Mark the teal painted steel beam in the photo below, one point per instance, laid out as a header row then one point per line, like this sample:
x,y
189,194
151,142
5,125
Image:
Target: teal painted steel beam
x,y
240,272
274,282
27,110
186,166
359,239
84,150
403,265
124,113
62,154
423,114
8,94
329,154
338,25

# # # #

Reproduce the material above line for line, with no changes.

Mark the teal painted steel beam in the photo below, one point per instance, laid out as a header row then one point per line, like this sample:
x,y
189,194
151,142
5,125
Image:
Target: teal painted steel beam
x,y
240,272
274,282
27,110
186,166
359,239
84,150
403,265
124,113
62,154
423,114
8,94
329,154
338,25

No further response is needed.